Excerpted data START
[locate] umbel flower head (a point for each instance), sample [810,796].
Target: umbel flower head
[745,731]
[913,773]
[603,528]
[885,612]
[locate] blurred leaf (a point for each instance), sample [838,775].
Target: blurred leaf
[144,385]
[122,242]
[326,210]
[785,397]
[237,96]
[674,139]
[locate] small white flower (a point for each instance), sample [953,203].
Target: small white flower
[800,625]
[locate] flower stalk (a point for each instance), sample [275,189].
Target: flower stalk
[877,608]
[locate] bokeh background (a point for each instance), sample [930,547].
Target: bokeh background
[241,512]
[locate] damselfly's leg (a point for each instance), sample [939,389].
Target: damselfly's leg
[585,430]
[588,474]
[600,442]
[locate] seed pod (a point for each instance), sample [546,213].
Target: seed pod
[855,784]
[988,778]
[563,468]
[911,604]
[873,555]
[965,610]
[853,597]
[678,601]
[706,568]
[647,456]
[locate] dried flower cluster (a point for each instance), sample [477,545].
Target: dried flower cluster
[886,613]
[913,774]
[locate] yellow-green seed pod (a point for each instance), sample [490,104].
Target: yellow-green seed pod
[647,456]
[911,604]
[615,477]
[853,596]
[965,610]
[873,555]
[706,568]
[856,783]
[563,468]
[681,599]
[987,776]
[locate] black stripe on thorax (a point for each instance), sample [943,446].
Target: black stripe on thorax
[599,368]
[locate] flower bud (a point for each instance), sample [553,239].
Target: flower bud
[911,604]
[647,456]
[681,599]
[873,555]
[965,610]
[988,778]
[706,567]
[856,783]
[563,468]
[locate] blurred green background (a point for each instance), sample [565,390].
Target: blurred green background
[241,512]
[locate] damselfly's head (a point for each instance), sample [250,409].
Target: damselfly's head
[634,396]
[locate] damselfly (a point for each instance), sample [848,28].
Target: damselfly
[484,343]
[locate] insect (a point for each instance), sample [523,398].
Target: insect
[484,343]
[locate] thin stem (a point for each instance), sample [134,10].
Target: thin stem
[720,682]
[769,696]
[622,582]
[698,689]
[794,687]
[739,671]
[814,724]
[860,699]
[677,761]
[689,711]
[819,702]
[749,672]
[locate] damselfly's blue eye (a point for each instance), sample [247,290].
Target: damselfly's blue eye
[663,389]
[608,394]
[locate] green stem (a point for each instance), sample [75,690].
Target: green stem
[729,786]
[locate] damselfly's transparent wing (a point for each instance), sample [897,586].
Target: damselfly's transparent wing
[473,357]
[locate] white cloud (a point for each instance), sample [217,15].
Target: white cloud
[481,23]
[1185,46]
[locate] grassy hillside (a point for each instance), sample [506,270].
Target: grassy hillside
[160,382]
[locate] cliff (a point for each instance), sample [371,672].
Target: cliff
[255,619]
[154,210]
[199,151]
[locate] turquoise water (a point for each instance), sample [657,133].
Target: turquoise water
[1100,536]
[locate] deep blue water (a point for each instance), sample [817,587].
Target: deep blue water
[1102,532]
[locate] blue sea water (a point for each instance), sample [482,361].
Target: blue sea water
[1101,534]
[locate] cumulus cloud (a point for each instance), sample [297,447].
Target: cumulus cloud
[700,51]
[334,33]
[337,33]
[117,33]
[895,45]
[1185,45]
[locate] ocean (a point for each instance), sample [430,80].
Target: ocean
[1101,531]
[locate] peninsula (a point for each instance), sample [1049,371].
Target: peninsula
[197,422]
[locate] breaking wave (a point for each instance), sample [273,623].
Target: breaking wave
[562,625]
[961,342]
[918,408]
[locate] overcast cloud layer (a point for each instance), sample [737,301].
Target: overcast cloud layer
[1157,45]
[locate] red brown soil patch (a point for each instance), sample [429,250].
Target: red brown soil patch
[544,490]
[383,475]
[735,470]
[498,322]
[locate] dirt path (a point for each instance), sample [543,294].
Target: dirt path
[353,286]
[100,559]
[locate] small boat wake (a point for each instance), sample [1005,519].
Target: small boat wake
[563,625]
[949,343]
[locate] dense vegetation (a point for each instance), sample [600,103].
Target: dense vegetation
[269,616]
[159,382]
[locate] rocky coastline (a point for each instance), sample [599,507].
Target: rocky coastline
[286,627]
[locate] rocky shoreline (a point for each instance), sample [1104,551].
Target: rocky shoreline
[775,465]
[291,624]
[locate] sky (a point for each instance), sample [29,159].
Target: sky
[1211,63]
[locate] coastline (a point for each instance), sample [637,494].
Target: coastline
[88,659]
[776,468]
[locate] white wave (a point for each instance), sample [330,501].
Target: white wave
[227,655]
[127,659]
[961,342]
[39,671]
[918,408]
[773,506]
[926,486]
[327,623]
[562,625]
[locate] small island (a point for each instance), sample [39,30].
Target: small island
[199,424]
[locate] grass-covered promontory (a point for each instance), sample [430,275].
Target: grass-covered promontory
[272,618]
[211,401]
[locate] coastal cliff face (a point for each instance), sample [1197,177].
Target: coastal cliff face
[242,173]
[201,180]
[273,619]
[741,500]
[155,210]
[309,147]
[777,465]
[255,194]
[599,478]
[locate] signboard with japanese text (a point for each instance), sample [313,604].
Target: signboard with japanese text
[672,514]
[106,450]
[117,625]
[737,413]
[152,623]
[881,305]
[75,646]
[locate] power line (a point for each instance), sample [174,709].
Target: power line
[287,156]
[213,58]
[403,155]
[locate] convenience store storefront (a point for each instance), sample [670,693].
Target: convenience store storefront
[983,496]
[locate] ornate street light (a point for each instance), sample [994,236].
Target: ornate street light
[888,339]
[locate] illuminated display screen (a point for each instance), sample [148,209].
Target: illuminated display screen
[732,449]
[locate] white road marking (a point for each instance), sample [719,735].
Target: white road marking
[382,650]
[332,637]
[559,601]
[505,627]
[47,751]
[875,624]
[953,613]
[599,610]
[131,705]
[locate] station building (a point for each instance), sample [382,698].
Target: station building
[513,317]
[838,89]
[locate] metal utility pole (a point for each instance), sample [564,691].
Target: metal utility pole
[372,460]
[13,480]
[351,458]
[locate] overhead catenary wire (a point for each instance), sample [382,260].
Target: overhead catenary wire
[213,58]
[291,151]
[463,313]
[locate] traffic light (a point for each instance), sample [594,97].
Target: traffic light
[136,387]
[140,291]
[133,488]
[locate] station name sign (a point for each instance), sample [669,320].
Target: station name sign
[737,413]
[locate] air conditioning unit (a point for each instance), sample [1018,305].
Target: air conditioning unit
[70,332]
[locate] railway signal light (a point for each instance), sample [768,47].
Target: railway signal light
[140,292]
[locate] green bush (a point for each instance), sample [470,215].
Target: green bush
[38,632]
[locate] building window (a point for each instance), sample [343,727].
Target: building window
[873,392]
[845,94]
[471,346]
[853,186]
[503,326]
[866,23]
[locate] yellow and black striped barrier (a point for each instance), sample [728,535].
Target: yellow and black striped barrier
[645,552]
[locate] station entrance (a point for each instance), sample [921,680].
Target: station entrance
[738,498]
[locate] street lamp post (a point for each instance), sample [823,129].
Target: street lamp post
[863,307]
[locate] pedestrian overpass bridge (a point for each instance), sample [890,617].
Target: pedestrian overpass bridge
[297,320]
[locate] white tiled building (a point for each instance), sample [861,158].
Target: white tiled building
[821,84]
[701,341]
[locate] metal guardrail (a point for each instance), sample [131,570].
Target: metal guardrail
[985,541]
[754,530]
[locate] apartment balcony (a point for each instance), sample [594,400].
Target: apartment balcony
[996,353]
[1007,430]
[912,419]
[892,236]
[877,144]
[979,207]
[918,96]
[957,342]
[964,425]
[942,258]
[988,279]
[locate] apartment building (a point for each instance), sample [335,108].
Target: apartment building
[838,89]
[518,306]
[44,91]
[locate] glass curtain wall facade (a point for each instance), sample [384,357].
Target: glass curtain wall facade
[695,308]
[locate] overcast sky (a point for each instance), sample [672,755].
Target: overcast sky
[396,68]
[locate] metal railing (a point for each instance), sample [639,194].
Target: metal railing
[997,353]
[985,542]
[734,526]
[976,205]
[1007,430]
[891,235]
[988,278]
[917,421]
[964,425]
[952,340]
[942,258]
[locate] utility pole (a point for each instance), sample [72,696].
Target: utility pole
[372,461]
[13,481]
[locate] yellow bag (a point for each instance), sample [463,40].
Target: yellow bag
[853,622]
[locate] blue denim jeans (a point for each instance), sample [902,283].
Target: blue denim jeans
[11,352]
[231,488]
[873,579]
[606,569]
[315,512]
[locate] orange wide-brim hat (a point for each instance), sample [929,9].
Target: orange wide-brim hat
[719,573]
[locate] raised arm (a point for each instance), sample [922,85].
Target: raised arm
Excerpted data END
Check the records above and copy each line that has the string "raised".

■ **Answer for the task**:
[locate] raised arm (a point for each instance), sample [922,85].
Target: raised arm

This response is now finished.